▸ **DATASET RECORDS**

_ _ _

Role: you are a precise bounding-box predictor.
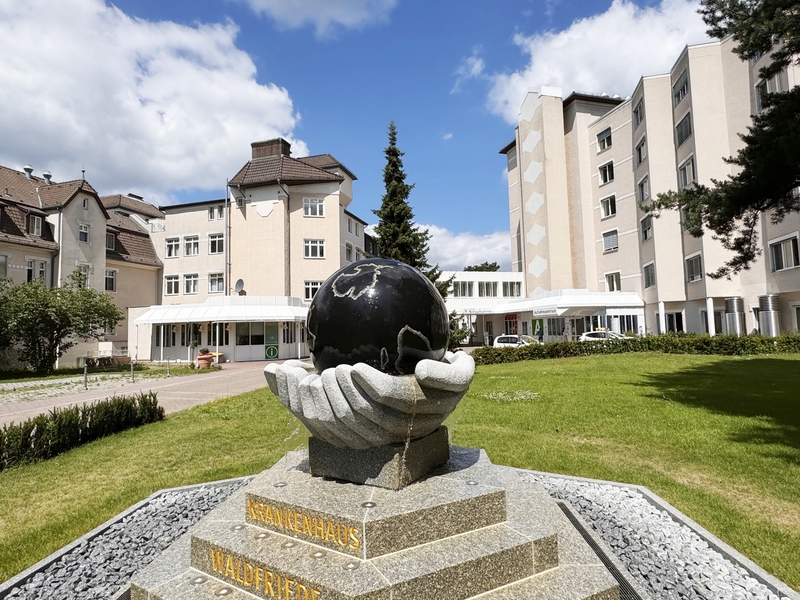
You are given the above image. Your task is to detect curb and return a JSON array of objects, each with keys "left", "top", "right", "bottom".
[
  {"left": 0, "top": 475, "right": 253, "bottom": 600},
  {"left": 518, "top": 469, "right": 800, "bottom": 600}
]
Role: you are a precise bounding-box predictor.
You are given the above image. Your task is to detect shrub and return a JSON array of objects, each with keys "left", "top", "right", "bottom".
[
  {"left": 472, "top": 333, "right": 800, "bottom": 365},
  {"left": 0, "top": 392, "right": 164, "bottom": 471}
]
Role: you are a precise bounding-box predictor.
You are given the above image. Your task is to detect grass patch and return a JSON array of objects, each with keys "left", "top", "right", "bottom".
[{"left": 0, "top": 353, "right": 800, "bottom": 589}]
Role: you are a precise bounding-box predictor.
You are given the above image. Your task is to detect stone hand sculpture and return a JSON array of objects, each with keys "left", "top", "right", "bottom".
[{"left": 264, "top": 352, "right": 475, "bottom": 450}]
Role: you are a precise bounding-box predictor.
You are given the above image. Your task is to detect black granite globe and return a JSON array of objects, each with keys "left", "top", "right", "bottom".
[{"left": 308, "top": 259, "right": 450, "bottom": 375}]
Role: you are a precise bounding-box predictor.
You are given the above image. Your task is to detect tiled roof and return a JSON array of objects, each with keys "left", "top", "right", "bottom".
[
  {"left": 100, "top": 194, "right": 164, "bottom": 219},
  {"left": 297, "top": 154, "right": 358, "bottom": 181},
  {"left": 230, "top": 155, "right": 344, "bottom": 187},
  {"left": 0, "top": 201, "right": 58, "bottom": 250},
  {"left": 106, "top": 212, "right": 162, "bottom": 267},
  {"left": 0, "top": 165, "right": 97, "bottom": 210}
]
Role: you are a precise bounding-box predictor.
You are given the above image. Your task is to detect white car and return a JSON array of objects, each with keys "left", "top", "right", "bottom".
[
  {"left": 578, "top": 331, "right": 634, "bottom": 342},
  {"left": 494, "top": 335, "right": 540, "bottom": 348}
]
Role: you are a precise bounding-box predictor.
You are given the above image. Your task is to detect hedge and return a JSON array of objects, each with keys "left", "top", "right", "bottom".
[
  {"left": 472, "top": 334, "right": 800, "bottom": 365},
  {"left": 0, "top": 392, "right": 164, "bottom": 471}
]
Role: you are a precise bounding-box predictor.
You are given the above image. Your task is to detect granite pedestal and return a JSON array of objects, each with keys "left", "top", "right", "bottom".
[{"left": 131, "top": 447, "right": 619, "bottom": 600}]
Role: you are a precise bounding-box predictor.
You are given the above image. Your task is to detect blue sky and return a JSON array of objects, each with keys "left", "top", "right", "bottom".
[{"left": 0, "top": 0, "right": 705, "bottom": 268}]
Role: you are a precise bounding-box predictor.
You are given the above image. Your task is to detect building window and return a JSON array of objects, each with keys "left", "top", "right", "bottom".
[
  {"left": 166, "top": 238, "right": 181, "bottom": 258},
  {"left": 678, "top": 158, "right": 694, "bottom": 190},
  {"left": 686, "top": 254, "right": 703, "bottom": 283},
  {"left": 769, "top": 236, "right": 800, "bottom": 271},
  {"left": 208, "top": 233, "right": 225, "bottom": 254},
  {"left": 633, "top": 100, "right": 644, "bottom": 130},
  {"left": 28, "top": 215, "right": 42, "bottom": 237},
  {"left": 675, "top": 113, "right": 692, "bottom": 146},
  {"left": 164, "top": 275, "right": 179, "bottom": 296},
  {"left": 183, "top": 273, "right": 200, "bottom": 294},
  {"left": 644, "top": 263, "right": 656, "bottom": 289},
  {"left": 672, "top": 69, "right": 689, "bottom": 106},
  {"left": 636, "top": 138, "right": 647, "bottom": 165},
  {"left": 603, "top": 229, "right": 619, "bottom": 252},
  {"left": 600, "top": 196, "right": 617, "bottom": 219},
  {"left": 106, "top": 271, "right": 117, "bottom": 292},
  {"left": 506, "top": 148, "right": 517, "bottom": 172},
  {"left": 305, "top": 281, "right": 322, "bottom": 300},
  {"left": 183, "top": 235, "right": 200, "bottom": 256},
  {"left": 208, "top": 273, "right": 225, "bottom": 294},
  {"left": 597, "top": 127, "right": 611, "bottom": 152},
  {"left": 303, "top": 240, "right": 325, "bottom": 258},
  {"left": 303, "top": 198, "right": 325, "bottom": 217},
  {"left": 599, "top": 162, "right": 614, "bottom": 185},
  {"left": 639, "top": 177, "right": 650, "bottom": 202},
  {"left": 478, "top": 281, "right": 497, "bottom": 298},
  {"left": 606, "top": 271, "right": 622, "bottom": 292},
  {"left": 503, "top": 281, "right": 522, "bottom": 298},
  {"left": 453, "top": 281, "right": 473, "bottom": 298},
  {"left": 640, "top": 215, "right": 653, "bottom": 242}
]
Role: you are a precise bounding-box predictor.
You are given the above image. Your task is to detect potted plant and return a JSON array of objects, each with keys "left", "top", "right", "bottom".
[{"left": 197, "top": 348, "right": 214, "bottom": 369}]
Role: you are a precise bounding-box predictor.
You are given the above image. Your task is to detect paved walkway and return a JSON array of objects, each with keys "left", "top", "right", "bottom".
[{"left": 0, "top": 361, "right": 282, "bottom": 426}]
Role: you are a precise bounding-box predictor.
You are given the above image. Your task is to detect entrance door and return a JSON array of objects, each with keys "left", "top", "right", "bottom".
[{"left": 264, "top": 323, "right": 279, "bottom": 360}]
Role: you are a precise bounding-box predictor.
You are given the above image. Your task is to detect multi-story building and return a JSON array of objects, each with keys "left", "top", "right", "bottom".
[
  {"left": 498, "top": 39, "right": 800, "bottom": 335},
  {"left": 128, "top": 139, "right": 370, "bottom": 360},
  {"left": 0, "top": 166, "right": 161, "bottom": 365}
]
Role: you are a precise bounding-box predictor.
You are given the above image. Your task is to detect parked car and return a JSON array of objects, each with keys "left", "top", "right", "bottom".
[
  {"left": 494, "top": 335, "right": 540, "bottom": 348},
  {"left": 578, "top": 331, "right": 634, "bottom": 342}
]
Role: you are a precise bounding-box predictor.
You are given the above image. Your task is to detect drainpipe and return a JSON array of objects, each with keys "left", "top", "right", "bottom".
[{"left": 277, "top": 177, "right": 292, "bottom": 296}]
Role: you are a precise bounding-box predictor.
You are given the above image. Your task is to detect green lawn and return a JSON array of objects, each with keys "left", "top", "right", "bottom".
[{"left": 0, "top": 354, "right": 800, "bottom": 589}]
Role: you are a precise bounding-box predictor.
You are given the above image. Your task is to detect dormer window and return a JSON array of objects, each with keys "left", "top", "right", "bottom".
[{"left": 28, "top": 215, "right": 42, "bottom": 237}]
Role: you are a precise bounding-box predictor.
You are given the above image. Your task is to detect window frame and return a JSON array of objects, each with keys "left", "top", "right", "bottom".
[
  {"left": 597, "top": 160, "right": 614, "bottom": 186},
  {"left": 183, "top": 234, "right": 200, "bottom": 256},
  {"left": 208, "top": 233, "right": 225, "bottom": 254},
  {"left": 600, "top": 227, "right": 619, "bottom": 254},
  {"left": 767, "top": 231, "right": 800, "bottom": 273},
  {"left": 303, "top": 197, "right": 325, "bottom": 218},
  {"left": 597, "top": 126, "right": 613, "bottom": 153},
  {"left": 683, "top": 252, "right": 703, "bottom": 283},
  {"left": 303, "top": 238, "right": 325, "bottom": 260},
  {"left": 600, "top": 194, "right": 617, "bottom": 219},
  {"left": 164, "top": 237, "right": 181, "bottom": 258},
  {"left": 183, "top": 273, "right": 200, "bottom": 296}
]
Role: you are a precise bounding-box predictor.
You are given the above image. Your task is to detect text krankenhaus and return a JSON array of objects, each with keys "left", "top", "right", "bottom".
[
  {"left": 247, "top": 499, "right": 361, "bottom": 550},
  {"left": 210, "top": 548, "right": 322, "bottom": 600}
]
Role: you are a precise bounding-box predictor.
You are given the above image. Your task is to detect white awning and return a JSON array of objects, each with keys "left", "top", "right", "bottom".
[
  {"left": 134, "top": 296, "right": 308, "bottom": 325},
  {"left": 493, "top": 290, "right": 644, "bottom": 317}
]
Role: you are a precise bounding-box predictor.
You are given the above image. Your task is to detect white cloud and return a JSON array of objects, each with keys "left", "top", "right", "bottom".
[
  {"left": 364, "top": 225, "right": 511, "bottom": 271},
  {"left": 487, "top": 0, "right": 708, "bottom": 123},
  {"left": 239, "top": 0, "right": 397, "bottom": 36},
  {"left": 0, "top": 0, "right": 308, "bottom": 204},
  {"left": 450, "top": 46, "right": 486, "bottom": 94},
  {"left": 420, "top": 225, "right": 511, "bottom": 271}
]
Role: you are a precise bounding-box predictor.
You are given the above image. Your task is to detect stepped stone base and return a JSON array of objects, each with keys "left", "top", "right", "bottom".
[{"left": 131, "top": 447, "right": 619, "bottom": 600}]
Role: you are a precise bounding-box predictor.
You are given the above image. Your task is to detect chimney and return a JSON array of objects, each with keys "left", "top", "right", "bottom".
[{"left": 250, "top": 138, "right": 292, "bottom": 158}]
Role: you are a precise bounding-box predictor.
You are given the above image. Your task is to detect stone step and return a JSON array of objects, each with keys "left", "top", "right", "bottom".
[
  {"left": 191, "top": 523, "right": 535, "bottom": 600},
  {"left": 243, "top": 464, "right": 506, "bottom": 560}
]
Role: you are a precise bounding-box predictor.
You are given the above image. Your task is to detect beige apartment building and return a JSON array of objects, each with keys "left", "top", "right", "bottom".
[
  {"left": 128, "top": 138, "right": 367, "bottom": 361},
  {"left": 499, "top": 39, "right": 800, "bottom": 336}
]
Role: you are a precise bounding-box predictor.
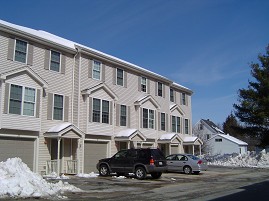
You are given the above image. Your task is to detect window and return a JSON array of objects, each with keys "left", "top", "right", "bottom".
[
  {"left": 120, "top": 105, "right": 127, "bottom": 126},
  {"left": 92, "top": 60, "right": 101, "bottom": 80},
  {"left": 102, "top": 100, "right": 109, "bottom": 124},
  {"left": 14, "top": 39, "right": 27, "bottom": 63},
  {"left": 141, "top": 77, "right": 147, "bottom": 92},
  {"left": 161, "top": 113, "right": 165, "bottom": 131},
  {"left": 182, "top": 93, "right": 186, "bottom": 105},
  {"left": 143, "top": 108, "right": 155, "bottom": 129},
  {"left": 53, "top": 94, "right": 64, "bottom": 120},
  {"left": 117, "top": 68, "right": 123, "bottom": 86},
  {"left": 170, "top": 88, "right": 175, "bottom": 102},
  {"left": 172, "top": 116, "right": 180, "bottom": 133},
  {"left": 9, "top": 84, "right": 35, "bottom": 116},
  {"left": 92, "top": 98, "right": 109, "bottom": 124},
  {"left": 50, "top": 50, "right": 61, "bottom": 72},
  {"left": 92, "top": 98, "right": 101, "bottom": 122},
  {"left": 185, "top": 119, "right": 189, "bottom": 134},
  {"left": 158, "top": 82, "right": 163, "bottom": 96}
]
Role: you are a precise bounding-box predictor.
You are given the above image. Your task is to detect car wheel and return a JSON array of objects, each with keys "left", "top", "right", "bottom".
[
  {"left": 135, "top": 167, "right": 147, "bottom": 179},
  {"left": 99, "top": 164, "right": 109, "bottom": 177},
  {"left": 183, "top": 166, "right": 192, "bottom": 174},
  {"left": 151, "top": 172, "right": 162, "bottom": 179}
]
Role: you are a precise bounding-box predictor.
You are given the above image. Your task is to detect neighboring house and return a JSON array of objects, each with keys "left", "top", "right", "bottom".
[
  {"left": 193, "top": 119, "right": 248, "bottom": 155},
  {"left": 207, "top": 134, "right": 248, "bottom": 155},
  {"left": 193, "top": 119, "right": 224, "bottom": 141},
  {"left": 0, "top": 20, "right": 201, "bottom": 174}
]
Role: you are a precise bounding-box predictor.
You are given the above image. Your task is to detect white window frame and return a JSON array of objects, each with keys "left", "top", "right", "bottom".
[
  {"left": 116, "top": 68, "right": 124, "bottom": 86},
  {"left": 142, "top": 108, "right": 156, "bottom": 129},
  {"left": 49, "top": 49, "right": 62, "bottom": 72},
  {"left": 92, "top": 60, "right": 102, "bottom": 80},
  {"left": 52, "top": 94, "right": 65, "bottom": 121},
  {"left": 157, "top": 82, "right": 164, "bottom": 97},
  {"left": 140, "top": 76, "right": 148, "bottom": 93},
  {"left": 91, "top": 98, "right": 111, "bottom": 124},
  {"left": 8, "top": 83, "right": 37, "bottom": 117},
  {"left": 13, "top": 38, "right": 29, "bottom": 64}
]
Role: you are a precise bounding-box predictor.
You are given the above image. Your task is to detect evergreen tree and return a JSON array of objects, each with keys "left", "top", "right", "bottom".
[
  {"left": 234, "top": 45, "right": 269, "bottom": 146},
  {"left": 223, "top": 113, "right": 243, "bottom": 139}
]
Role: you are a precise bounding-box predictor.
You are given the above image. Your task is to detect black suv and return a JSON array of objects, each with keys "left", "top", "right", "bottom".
[{"left": 96, "top": 148, "right": 167, "bottom": 179}]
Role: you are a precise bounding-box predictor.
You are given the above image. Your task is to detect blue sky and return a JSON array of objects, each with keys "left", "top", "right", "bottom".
[{"left": 0, "top": 0, "right": 269, "bottom": 124}]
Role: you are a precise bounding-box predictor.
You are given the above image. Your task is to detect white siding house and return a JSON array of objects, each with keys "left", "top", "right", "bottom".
[
  {"left": 207, "top": 134, "right": 248, "bottom": 155},
  {"left": 0, "top": 20, "right": 202, "bottom": 174}
]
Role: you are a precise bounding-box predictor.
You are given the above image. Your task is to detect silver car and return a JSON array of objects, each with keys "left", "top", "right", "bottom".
[{"left": 166, "top": 154, "right": 208, "bottom": 174}]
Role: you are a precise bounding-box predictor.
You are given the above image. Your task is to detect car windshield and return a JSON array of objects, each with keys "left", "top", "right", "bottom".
[
  {"left": 151, "top": 149, "right": 165, "bottom": 159},
  {"left": 187, "top": 154, "right": 199, "bottom": 160}
]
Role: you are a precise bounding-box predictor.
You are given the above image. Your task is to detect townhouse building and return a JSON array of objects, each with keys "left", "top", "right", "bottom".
[{"left": 0, "top": 20, "right": 202, "bottom": 174}]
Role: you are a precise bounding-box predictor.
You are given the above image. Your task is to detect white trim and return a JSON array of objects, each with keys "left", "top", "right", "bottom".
[
  {"left": 13, "top": 38, "right": 29, "bottom": 64},
  {"left": 92, "top": 59, "right": 102, "bottom": 81},
  {"left": 116, "top": 67, "right": 125, "bottom": 87},
  {"left": 49, "top": 49, "right": 62, "bottom": 73}
]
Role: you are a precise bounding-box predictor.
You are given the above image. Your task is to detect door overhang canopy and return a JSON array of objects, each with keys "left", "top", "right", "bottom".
[
  {"left": 44, "top": 122, "right": 85, "bottom": 139},
  {"left": 114, "top": 129, "right": 147, "bottom": 141}
]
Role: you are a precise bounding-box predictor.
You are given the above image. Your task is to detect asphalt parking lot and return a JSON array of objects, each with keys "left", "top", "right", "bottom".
[
  {"left": 5, "top": 167, "right": 269, "bottom": 201},
  {"left": 61, "top": 167, "right": 269, "bottom": 201}
]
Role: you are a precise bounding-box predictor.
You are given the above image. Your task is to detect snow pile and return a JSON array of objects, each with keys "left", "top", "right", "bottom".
[
  {"left": 204, "top": 151, "right": 269, "bottom": 168},
  {"left": 0, "top": 158, "right": 81, "bottom": 199},
  {"left": 76, "top": 172, "right": 99, "bottom": 178}
]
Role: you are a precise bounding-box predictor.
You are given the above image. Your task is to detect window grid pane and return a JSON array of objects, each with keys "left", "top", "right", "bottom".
[
  {"left": 141, "top": 77, "right": 147, "bottom": 92},
  {"left": 92, "top": 61, "right": 101, "bottom": 80},
  {"left": 92, "top": 98, "right": 101, "bottom": 122},
  {"left": 161, "top": 113, "right": 165, "bottom": 131},
  {"left": 9, "top": 84, "right": 22, "bottom": 114},
  {"left": 15, "top": 40, "right": 27, "bottom": 63},
  {"left": 102, "top": 100, "right": 109, "bottom": 124},
  {"left": 143, "top": 108, "right": 148, "bottom": 128},
  {"left": 50, "top": 50, "right": 61, "bottom": 72},
  {"left": 117, "top": 69, "right": 123, "bottom": 86},
  {"left": 120, "top": 105, "right": 127, "bottom": 126},
  {"left": 53, "top": 94, "right": 63, "bottom": 120}
]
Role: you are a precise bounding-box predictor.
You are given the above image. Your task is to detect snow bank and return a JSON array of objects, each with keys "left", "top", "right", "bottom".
[
  {"left": 0, "top": 158, "right": 81, "bottom": 199},
  {"left": 203, "top": 151, "right": 269, "bottom": 168}
]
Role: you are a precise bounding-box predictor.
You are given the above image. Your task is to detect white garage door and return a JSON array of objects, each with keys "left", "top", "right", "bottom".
[
  {"left": 0, "top": 137, "right": 35, "bottom": 170},
  {"left": 84, "top": 141, "right": 108, "bottom": 173}
]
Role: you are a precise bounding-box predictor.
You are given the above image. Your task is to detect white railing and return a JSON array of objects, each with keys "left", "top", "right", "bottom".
[{"left": 66, "top": 160, "right": 78, "bottom": 174}]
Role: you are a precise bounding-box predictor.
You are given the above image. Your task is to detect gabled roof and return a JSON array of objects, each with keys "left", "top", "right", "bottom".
[
  {"left": 201, "top": 119, "right": 224, "bottom": 134},
  {"left": 115, "top": 128, "right": 147, "bottom": 141},
  {"left": 170, "top": 104, "right": 185, "bottom": 115},
  {"left": 81, "top": 83, "right": 118, "bottom": 100},
  {"left": 44, "top": 122, "right": 85, "bottom": 138},
  {"left": 0, "top": 66, "right": 48, "bottom": 88},
  {"left": 158, "top": 133, "right": 183, "bottom": 143},
  {"left": 208, "top": 134, "right": 248, "bottom": 146},
  {"left": 134, "top": 95, "right": 161, "bottom": 109},
  {"left": 0, "top": 20, "right": 192, "bottom": 94}
]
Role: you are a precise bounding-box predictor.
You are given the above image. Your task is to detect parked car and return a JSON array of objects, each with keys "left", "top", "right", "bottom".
[
  {"left": 96, "top": 148, "right": 167, "bottom": 179},
  {"left": 166, "top": 154, "right": 208, "bottom": 174}
]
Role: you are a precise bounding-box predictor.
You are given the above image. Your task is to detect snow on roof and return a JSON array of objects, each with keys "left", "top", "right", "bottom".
[
  {"left": 116, "top": 128, "right": 137, "bottom": 137},
  {"left": 183, "top": 136, "right": 197, "bottom": 142},
  {"left": 0, "top": 158, "right": 81, "bottom": 199},
  {"left": 47, "top": 122, "right": 72, "bottom": 133},
  {"left": 213, "top": 134, "right": 248, "bottom": 145},
  {"left": 0, "top": 19, "right": 191, "bottom": 91},
  {"left": 160, "top": 133, "right": 176, "bottom": 140}
]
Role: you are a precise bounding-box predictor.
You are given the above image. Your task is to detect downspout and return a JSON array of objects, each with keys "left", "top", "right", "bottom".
[{"left": 71, "top": 48, "right": 79, "bottom": 123}]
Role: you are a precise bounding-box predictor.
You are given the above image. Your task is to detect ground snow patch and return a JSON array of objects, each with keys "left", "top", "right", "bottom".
[
  {"left": 0, "top": 158, "right": 81, "bottom": 198},
  {"left": 204, "top": 151, "right": 269, "bottom": 168}
]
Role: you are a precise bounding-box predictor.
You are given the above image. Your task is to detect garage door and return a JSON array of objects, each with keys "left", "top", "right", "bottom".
[
  {"left": 84, "top": 141, "right": 108, "bottom": 173},
  {"left": 171, "top": 144, "right": 179, "bottom": 154},
  {"left": 0, "top": 137, "right": 35, "bottom": 170}
]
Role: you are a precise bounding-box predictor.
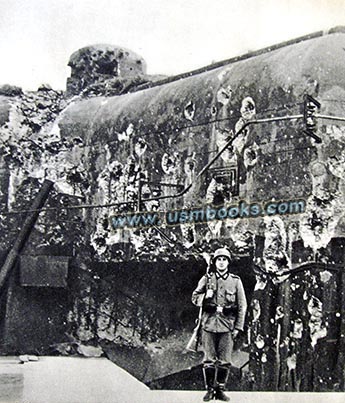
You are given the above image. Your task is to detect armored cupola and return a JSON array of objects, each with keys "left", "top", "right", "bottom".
[{"left": 66, "top": 44, "right": 146, "bottom": 96}]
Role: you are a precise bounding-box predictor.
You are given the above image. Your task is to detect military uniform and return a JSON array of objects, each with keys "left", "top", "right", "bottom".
[{"left": 192, "top": 248, "right": 247, "bottom": 401}]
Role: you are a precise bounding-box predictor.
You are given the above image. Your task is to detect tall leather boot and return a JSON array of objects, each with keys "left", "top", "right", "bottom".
[
  {"left": 202, "top": 363, "right": 216, "bottom": 402},
  {"left": 215, "top": 365, "right": 230, "bottom": 402}
]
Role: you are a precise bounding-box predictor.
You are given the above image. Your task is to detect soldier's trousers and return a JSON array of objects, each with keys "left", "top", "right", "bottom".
[{"left": 202, "top": 330, "right": 234, "bottom": 364}]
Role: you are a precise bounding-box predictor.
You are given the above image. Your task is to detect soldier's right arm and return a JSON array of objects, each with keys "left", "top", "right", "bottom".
[{"left": 192, "top": 276, "right": 206, "bottom": 306}]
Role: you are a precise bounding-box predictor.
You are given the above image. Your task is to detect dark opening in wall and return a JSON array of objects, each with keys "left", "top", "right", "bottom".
[{"left": 97, "top": 60, "right": 118, "bottom": 76}]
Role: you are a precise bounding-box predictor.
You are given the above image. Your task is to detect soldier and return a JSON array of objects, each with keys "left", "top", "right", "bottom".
[{"left": 192, "top": 248, "right": 247, "bottom": 402}]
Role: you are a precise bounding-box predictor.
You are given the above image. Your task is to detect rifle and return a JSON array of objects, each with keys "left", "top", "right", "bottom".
[
  {"left": 186, "top": 264, "right": 210, "bottom": 352},
  {"left": 186, "top": 296, "right": 205, "bottom": 352}
]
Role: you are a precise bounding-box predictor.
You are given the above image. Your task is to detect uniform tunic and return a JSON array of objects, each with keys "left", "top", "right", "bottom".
[{"left": 192, "top": 272, "right": 247, "bottom": 363}]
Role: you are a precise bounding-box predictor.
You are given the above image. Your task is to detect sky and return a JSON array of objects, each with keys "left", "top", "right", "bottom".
[{"left": 0, "top": 0, "right": 345, "bottom": 90}]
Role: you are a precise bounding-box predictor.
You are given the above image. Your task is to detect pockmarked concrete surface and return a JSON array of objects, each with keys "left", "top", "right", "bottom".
[{"left": 0, "top": 357, "right": 345, "bottom": 403}]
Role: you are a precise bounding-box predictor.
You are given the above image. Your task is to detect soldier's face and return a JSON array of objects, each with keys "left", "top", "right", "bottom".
[{"left": 216, "top": 256, "right": 229, "bottom": 273}]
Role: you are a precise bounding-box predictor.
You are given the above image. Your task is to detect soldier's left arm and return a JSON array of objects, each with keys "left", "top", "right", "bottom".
[{"left": 235, "top": 278, "right": 247, "bottom": 330}]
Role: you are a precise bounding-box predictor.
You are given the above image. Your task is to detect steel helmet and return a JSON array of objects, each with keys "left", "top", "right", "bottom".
[{"left": 213, "top": 248, "right": 231, "bottom": 261}]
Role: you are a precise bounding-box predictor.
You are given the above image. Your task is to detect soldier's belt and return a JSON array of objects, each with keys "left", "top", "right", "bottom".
[{"left": 204, "top": 303, "right": 238, "bottom": 316}]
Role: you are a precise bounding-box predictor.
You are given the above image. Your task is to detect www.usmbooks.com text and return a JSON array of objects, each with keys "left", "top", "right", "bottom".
[{"left": 110, "top": 199, "right": 306, "bottom": 229}]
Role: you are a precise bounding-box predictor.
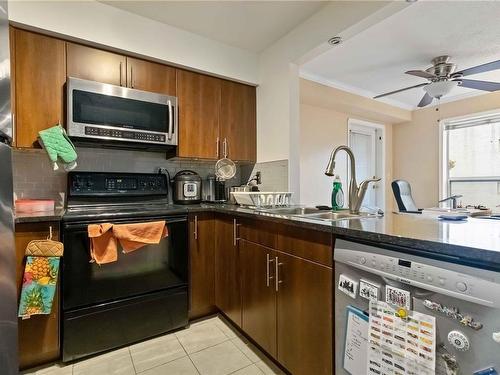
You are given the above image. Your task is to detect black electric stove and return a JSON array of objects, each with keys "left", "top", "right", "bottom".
[{"left": 62, "top": 172, "right": 189, "bottom": 362}]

_ _ _

▸ **DIRECTION**
Count the lines in the entries above that contain the string "soldier", treating uppercase and lowercase letters as different. Give only the number.

▸ **EXERCISE RESULT**
6